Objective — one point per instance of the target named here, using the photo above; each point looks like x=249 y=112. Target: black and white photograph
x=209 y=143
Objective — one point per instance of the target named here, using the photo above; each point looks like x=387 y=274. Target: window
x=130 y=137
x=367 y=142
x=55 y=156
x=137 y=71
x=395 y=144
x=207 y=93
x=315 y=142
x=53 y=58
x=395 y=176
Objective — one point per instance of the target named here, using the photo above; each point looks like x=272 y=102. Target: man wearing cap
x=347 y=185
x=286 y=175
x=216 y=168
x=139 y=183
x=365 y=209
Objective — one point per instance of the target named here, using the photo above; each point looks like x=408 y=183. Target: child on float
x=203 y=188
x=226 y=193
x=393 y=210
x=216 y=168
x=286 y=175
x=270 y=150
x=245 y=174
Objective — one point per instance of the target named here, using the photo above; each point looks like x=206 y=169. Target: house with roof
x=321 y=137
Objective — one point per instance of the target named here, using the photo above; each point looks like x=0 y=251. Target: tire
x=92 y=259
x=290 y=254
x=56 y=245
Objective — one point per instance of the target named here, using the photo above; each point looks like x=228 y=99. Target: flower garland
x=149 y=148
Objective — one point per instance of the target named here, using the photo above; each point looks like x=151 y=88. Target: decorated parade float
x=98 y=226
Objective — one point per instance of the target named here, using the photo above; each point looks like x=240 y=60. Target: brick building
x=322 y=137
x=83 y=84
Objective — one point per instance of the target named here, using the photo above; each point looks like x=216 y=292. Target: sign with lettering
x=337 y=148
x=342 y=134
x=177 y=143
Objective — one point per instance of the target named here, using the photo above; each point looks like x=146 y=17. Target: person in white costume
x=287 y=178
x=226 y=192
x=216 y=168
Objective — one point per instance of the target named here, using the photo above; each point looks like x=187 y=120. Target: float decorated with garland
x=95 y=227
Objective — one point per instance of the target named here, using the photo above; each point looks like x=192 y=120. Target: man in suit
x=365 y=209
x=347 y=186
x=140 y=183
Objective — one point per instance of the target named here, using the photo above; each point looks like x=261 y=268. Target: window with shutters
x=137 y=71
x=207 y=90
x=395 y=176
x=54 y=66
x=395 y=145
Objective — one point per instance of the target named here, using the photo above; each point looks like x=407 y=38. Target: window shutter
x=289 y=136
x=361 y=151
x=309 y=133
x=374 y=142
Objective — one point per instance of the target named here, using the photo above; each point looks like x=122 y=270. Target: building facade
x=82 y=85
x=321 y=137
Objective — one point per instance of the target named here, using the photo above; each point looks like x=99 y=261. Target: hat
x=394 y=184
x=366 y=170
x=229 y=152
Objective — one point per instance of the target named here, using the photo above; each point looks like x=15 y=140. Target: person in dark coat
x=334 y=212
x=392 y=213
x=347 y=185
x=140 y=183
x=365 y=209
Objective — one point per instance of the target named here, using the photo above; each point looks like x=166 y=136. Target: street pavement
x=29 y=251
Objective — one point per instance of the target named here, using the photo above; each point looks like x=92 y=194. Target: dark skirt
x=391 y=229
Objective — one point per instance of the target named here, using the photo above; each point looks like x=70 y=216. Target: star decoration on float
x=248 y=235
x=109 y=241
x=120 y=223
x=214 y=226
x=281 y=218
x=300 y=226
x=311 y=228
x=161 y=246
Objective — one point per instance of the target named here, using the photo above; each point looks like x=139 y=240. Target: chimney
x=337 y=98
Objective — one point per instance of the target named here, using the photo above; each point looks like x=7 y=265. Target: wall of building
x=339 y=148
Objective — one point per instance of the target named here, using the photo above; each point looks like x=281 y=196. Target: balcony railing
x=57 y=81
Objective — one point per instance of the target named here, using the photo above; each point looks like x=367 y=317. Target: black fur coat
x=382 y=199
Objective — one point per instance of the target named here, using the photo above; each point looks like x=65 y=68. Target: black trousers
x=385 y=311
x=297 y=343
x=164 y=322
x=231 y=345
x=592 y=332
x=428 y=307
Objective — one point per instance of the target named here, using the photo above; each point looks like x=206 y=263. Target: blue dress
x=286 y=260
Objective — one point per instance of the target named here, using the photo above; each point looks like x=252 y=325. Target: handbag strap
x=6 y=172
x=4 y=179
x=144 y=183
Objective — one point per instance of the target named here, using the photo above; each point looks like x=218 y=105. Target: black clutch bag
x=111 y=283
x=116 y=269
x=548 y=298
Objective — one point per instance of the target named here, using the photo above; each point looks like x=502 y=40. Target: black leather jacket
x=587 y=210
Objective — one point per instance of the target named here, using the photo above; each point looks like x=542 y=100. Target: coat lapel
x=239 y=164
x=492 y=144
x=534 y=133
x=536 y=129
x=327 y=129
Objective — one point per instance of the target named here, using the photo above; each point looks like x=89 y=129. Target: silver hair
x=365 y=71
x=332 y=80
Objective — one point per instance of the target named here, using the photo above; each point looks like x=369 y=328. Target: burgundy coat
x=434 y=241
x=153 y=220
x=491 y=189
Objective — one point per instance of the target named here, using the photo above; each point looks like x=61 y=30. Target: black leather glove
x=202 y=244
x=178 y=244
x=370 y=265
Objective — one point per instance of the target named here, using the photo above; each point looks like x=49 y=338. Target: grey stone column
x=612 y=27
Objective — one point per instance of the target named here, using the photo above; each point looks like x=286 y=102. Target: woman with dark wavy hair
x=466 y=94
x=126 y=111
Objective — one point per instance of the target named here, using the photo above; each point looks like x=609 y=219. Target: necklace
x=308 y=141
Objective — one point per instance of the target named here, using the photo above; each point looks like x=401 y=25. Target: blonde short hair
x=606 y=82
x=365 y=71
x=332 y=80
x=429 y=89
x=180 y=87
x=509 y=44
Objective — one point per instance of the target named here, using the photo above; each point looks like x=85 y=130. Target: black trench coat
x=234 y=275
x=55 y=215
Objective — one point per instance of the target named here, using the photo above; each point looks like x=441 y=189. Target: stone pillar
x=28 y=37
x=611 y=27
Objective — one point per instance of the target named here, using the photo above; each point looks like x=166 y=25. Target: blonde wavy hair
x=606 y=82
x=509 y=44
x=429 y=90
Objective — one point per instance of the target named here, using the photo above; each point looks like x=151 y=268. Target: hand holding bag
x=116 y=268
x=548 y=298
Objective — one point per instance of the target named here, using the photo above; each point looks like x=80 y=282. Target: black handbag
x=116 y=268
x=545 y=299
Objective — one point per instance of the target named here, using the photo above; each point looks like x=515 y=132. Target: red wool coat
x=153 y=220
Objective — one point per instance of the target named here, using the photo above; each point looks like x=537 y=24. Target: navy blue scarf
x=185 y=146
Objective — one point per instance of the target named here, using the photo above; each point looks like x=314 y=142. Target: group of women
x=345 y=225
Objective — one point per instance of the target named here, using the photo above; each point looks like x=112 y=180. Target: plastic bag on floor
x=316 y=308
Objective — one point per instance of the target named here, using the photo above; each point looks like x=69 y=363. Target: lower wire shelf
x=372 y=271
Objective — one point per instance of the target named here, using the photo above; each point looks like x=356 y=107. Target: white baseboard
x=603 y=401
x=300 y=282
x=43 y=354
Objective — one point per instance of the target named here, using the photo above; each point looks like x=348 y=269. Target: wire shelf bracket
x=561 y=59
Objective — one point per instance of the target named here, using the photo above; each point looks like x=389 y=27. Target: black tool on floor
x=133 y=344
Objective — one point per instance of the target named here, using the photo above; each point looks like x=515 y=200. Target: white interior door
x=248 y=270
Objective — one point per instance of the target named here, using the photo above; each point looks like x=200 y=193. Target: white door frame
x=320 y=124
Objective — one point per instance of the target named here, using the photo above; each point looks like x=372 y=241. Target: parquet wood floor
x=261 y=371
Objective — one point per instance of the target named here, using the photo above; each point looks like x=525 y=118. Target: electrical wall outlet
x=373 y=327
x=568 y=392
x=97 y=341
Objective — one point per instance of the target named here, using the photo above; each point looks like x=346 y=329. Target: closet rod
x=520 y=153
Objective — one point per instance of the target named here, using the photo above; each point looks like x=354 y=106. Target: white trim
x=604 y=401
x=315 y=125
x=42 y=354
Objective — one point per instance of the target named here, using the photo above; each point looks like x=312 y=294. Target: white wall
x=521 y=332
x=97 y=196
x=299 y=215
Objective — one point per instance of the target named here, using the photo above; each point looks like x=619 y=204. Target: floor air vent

_ABOUT THIS EXERCISE_
Lines from the one containing "white door frame" through the last line of the listing are to be restated word for word; no other line may appear.

_OUTPUT FOR THIS EXERCISE_
Objective — one point per instance of the target named here, using the photo above; each point looks like x=200 y=193. Target: white door frame
x=320 y=124
Objective — one point per instance of the target named here, using the photo above; each point looks like x=372 y=241. Target: parquet wood floor
x=261 y=371
Objective — one point per instance of the target named here, using the photo above; each point looks like x=525 y=118. Target: electrical wall outlet
x=373 y=327
x=568 y=392
x=97 y=341
Objective — one point per instance of the target named here, using the photo above; each point looks like x=346 y=329. Target: closet rod
x=520 y=153
Objective — one point per instance of the target named here, using the photo above; each point looks like x=354 y=106. Target: white trim
x=604 y=401
x=315 y=125
x=42 y=354
Objective — one point per instance of the target named here, using the photo above; each point looks like x=312 y=294. Target: white wall
x=521 y=332
x=97 y=196
x=299 y=215
Objective — one point per instance of the target named here, using the photo above; each point looks like x=619 y=204. Target: floor air vent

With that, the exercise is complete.